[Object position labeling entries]
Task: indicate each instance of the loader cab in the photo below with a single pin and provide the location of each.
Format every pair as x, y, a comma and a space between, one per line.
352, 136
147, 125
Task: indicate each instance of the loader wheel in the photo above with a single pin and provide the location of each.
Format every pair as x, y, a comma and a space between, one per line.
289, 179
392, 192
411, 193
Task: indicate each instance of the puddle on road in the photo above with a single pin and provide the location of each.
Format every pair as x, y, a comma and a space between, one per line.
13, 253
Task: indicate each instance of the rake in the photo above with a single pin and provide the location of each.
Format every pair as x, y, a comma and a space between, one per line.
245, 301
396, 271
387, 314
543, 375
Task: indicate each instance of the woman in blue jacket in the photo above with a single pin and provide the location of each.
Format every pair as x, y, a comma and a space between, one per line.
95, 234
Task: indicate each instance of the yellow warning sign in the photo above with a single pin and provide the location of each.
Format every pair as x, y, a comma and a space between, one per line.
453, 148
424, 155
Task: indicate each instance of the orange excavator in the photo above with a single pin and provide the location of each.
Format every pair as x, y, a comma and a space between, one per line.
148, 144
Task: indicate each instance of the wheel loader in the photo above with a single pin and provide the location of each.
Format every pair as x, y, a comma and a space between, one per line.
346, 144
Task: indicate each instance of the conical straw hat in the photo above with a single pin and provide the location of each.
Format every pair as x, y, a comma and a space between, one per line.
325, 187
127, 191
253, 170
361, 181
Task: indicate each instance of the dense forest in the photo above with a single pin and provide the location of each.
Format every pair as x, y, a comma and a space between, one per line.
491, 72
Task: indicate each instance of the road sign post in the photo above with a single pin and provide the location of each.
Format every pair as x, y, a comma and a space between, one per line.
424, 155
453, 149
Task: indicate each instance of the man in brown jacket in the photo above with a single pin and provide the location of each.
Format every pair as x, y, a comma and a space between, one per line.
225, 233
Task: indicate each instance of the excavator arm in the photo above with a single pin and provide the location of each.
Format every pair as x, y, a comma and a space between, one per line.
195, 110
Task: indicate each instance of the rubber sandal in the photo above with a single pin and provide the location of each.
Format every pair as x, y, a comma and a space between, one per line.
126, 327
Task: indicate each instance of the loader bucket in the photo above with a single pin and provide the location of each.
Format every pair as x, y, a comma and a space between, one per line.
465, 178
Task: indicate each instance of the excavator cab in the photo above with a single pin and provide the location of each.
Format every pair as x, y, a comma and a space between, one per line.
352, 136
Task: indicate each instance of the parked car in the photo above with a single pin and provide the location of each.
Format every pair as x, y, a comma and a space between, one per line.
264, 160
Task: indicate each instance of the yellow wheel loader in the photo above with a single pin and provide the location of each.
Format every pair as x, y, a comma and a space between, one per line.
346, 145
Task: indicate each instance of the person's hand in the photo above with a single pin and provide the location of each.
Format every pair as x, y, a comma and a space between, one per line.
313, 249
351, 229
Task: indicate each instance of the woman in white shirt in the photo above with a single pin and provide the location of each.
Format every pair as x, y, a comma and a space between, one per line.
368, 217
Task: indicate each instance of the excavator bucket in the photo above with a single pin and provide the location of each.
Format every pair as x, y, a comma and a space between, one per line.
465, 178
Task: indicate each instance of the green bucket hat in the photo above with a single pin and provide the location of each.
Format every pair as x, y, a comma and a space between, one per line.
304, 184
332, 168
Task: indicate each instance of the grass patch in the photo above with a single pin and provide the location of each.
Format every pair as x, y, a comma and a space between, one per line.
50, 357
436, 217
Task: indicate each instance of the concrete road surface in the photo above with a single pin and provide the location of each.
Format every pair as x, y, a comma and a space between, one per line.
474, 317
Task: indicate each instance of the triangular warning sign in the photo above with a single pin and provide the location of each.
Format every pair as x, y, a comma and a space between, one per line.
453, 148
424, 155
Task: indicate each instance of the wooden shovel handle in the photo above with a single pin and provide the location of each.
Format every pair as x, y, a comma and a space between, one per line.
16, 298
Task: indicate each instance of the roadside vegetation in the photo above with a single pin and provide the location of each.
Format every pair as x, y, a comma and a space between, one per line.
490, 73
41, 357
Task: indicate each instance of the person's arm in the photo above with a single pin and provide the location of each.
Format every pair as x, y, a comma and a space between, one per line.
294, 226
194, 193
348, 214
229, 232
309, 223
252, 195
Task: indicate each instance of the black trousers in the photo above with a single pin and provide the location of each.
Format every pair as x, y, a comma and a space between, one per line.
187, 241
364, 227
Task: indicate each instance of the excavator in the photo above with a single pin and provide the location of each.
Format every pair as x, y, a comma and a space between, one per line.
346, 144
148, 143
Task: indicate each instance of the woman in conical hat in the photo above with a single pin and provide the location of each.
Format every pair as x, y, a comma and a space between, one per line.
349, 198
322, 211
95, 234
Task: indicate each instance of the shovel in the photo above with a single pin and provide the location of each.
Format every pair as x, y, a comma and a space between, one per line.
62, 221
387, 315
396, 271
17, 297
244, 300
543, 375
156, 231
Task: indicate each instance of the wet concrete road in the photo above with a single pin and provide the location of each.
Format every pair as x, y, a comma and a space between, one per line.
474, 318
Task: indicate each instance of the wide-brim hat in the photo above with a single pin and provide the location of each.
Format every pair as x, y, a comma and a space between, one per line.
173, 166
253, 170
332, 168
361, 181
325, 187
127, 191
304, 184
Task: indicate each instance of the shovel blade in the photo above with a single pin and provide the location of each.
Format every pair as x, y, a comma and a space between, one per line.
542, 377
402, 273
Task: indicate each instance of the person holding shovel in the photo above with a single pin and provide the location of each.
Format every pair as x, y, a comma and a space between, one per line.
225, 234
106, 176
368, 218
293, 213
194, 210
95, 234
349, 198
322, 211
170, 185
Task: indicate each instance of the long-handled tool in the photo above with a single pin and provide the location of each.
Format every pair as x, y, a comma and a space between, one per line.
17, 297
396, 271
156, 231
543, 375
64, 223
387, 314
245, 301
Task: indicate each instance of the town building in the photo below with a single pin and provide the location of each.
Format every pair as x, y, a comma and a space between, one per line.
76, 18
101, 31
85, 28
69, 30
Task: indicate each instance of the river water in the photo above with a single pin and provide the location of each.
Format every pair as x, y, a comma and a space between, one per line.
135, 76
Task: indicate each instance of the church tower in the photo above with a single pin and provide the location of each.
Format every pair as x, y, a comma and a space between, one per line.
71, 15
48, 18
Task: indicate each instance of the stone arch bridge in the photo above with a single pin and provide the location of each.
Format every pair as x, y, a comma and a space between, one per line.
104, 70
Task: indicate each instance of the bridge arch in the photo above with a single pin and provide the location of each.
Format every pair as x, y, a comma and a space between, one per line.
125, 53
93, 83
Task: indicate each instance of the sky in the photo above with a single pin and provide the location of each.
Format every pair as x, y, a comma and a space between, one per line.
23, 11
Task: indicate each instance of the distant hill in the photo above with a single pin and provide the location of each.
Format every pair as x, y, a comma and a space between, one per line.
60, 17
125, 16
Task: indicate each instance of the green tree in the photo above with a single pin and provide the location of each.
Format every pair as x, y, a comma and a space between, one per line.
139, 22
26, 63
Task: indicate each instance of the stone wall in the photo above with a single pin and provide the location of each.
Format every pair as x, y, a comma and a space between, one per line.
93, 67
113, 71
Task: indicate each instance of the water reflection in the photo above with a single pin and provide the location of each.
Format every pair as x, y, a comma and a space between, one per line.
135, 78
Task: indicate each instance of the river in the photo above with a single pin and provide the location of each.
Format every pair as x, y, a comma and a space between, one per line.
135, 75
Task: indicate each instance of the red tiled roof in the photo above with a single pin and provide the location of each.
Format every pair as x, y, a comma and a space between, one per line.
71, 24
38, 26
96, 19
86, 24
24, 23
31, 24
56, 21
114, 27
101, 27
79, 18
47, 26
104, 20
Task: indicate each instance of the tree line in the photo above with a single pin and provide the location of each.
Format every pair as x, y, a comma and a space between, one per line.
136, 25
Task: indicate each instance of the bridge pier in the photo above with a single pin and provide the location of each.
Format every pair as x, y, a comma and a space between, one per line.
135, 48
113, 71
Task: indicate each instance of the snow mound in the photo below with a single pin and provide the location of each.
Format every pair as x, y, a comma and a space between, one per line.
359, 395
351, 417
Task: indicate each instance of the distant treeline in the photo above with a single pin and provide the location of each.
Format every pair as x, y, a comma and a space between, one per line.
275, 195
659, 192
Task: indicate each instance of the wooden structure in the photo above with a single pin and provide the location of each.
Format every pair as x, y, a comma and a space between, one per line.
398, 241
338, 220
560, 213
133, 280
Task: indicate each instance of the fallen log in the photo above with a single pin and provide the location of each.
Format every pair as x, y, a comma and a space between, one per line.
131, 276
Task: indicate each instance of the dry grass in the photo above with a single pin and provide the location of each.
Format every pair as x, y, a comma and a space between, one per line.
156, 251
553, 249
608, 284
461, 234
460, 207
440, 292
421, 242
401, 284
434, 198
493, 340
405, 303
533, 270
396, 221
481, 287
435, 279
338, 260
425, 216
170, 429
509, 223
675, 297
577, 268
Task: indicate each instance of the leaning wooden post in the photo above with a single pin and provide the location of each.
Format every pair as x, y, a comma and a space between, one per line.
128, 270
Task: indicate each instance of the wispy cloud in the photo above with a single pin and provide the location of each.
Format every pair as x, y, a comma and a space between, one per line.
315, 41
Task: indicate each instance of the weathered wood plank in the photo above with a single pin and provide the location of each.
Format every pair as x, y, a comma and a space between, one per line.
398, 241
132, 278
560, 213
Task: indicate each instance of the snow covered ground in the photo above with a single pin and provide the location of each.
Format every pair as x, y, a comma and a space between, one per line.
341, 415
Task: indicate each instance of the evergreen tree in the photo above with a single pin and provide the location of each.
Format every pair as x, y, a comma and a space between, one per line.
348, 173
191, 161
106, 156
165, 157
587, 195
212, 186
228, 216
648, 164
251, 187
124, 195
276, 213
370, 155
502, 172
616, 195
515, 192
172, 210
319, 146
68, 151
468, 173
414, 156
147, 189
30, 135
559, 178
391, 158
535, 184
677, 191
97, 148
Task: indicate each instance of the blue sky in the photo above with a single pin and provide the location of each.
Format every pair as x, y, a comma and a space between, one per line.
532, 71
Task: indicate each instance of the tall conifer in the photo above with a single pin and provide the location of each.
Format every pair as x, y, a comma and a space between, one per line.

Problem requirements: Repeat the line that contains "Task: indicate each instance of the leaning", then every line after it until the records end, with nothing added.

Exercise response:
Task: indicate each instance of the leaning wooden post in the photo above with a single pin and provide the location of each.
Format every pair as x, y, a comma and a space between, one per line.
128, 270
Task: indicate each instance of the wispy cloud in the photo above with a single pin and provide the location of each.
Format every pair as x, y, a comma and a space between, one per line.
315, 41
Task: indicate each instance of the weathered wood plank in the photo above with a single pin and provide the location of each.
Format every pair as x, y, a comma and a space between, one per line.
398, 241
132, 278
560, 213
Task: indicate each instance of the snow covered ground in the photo above with a single pin and provide the location of each.
Format every pair as x, y, a comma and a space between, one per line.
341, 415
Task: indicate each instance of the evergreen tree in the photo above with a single pin and provide the location of each.
Format every pair as x, y, a comma and a space between, one per line.
348, 173
191, 161
106, 156
165, 157
587, 195
212, 186
228, 216
648, 164
251, 187
124, 195
276, 213
370, 155
502, 172
616, 195
515, 192
172, 210
319, 146
68, 151
468, 173
414, 156
147, 189
30, 135
559, 178
391, 158
535, 184
677, 191
97, 148
Task: indicate each instance of the blue sky in the photo above with a single pin and provide the location of each.
Format every pair as x, y, a comma and a space between, one per line.
532, 71
Task: indicate each instance of the tall conifer in the photo above with a single pin and provide the location of each.
Format every pair as x, y, a comma and a space between, one per line.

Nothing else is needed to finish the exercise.